ACTIVITY: Given the material below, return only the lines starting at the line with "the stone column" and ending at the line with "[(178, 66), (294, 191), (28, 138)]", exactly as they appear.

RECORDS SHOWN:
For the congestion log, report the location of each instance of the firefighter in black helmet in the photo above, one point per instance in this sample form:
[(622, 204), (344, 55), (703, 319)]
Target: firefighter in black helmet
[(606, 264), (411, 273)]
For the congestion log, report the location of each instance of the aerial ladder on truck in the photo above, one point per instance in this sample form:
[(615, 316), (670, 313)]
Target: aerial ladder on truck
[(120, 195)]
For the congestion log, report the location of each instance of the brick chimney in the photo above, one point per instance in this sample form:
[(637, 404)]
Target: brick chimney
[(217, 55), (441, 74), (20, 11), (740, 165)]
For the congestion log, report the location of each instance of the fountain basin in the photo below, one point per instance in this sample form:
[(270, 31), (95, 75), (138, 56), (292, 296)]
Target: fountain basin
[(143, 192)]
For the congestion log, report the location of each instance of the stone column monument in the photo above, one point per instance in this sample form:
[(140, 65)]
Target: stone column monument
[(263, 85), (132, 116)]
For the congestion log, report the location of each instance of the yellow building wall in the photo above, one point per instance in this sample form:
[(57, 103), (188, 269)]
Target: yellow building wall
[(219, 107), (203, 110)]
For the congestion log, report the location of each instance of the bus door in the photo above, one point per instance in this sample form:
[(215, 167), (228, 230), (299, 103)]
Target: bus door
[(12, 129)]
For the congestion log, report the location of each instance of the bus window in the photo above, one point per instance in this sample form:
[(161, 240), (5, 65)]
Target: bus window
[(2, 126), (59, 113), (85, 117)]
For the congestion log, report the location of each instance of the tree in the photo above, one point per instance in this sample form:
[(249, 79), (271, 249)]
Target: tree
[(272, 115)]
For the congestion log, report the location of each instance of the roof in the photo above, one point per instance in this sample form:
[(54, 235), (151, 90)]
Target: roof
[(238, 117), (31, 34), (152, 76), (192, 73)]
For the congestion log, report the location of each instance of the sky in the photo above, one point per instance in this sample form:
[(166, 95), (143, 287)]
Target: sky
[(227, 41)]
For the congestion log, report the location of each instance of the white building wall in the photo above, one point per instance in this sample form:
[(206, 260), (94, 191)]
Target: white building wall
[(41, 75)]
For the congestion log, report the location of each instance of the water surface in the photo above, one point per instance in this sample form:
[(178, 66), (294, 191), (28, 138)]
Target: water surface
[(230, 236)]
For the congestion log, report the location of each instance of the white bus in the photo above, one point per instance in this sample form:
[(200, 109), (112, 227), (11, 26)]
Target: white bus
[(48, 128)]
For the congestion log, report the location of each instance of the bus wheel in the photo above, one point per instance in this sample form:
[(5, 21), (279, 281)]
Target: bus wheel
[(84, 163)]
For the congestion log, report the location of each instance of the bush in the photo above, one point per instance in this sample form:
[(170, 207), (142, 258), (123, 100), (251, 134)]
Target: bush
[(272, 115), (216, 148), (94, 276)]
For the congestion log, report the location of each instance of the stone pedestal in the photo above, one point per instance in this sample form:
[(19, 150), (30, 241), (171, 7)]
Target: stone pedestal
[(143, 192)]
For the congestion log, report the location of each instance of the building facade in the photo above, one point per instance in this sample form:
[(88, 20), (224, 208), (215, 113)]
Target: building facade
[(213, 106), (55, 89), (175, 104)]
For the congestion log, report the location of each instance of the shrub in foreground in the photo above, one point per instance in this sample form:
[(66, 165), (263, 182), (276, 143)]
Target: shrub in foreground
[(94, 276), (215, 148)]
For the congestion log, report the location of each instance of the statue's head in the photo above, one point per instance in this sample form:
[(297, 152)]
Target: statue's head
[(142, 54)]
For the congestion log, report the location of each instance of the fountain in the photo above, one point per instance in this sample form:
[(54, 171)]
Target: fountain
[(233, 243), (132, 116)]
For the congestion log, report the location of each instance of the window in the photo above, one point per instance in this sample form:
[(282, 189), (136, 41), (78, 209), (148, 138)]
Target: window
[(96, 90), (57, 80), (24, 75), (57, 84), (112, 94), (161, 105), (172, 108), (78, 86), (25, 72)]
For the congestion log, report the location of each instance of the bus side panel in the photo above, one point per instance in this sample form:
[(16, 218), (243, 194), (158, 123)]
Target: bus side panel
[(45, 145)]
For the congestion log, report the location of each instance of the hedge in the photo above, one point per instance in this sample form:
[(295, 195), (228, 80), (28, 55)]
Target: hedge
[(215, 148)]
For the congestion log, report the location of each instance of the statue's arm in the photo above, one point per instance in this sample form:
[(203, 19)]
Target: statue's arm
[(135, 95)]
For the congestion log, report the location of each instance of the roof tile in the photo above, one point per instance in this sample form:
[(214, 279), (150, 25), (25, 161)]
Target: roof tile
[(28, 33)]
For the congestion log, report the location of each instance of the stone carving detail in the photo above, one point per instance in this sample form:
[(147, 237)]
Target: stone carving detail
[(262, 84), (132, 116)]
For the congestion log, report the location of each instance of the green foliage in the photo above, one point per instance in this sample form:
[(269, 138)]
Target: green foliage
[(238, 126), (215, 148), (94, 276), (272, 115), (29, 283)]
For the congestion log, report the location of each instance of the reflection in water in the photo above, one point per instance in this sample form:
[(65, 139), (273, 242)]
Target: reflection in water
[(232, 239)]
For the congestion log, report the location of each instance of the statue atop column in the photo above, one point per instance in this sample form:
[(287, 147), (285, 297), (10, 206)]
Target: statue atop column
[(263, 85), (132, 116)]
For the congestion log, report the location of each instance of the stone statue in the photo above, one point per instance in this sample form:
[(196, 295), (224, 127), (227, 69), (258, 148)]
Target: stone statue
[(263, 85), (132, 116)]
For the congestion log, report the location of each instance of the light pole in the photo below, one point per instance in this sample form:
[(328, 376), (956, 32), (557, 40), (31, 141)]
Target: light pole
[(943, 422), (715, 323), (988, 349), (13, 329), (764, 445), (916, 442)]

EXERCISE RESPONSE:
For the congestion log, report the location of each instance of the stone column monument in the photo above, one point per instance in this sample form:
[(140, 65)]
Target: stone column monument
[(263, 85), (132, 116)]
For the congestion log, report the location of each instance of the yellow building wall in the photo above, one point per instance in this sample form:
[(57, 103), (188, 269)]
Target: yellow building wall
[(219, 107), (203, 110)]
For the congestion log, report the location of each instance of the bus door in the photo above, one point per instance in this sample form:
[(215, 167), (228, 230), (299, 103)]
Target: bus door
[(12, 129)]
For the congestion log, report the location of each instance of the bus window in the photo above, one point per instance in this sample form:
[(161, 240), (5, 65)]
Target: bus window
[(2, 126), (59, 113), (85, 117)]
For the congestion log, report the location of each instance of the tree in the photo above, one point per instance in this sample form:
[(249, 79), (271, 249)]
Target: tree
[(272, 115)]
For the congestion log, report the location of each instance of the roof in the photo above, one point per instance in this sample form:
[(54, 235), (151, 90)]
Target: roof
[(238, 117), (31, 34), (152, 76), (192, 73)]
For the congestion log, report the location of each instance of the sky in the photo above, one point per instance in this sample form:
[(166, 95), (143, 287)]
Target: sky
[(227, 41)]
For the congestion log, report the location of each instance of the white building wall in the photo above, one point per instance in this sample form:
[(206, 260), (94, 191)]
Target: white building wall
[(41, 75)]
For the congestion log, report the location of each instance of the water surface in the photo above, one point per instance in this sample form:
[(178, 66), (294, 191), (28, 138)]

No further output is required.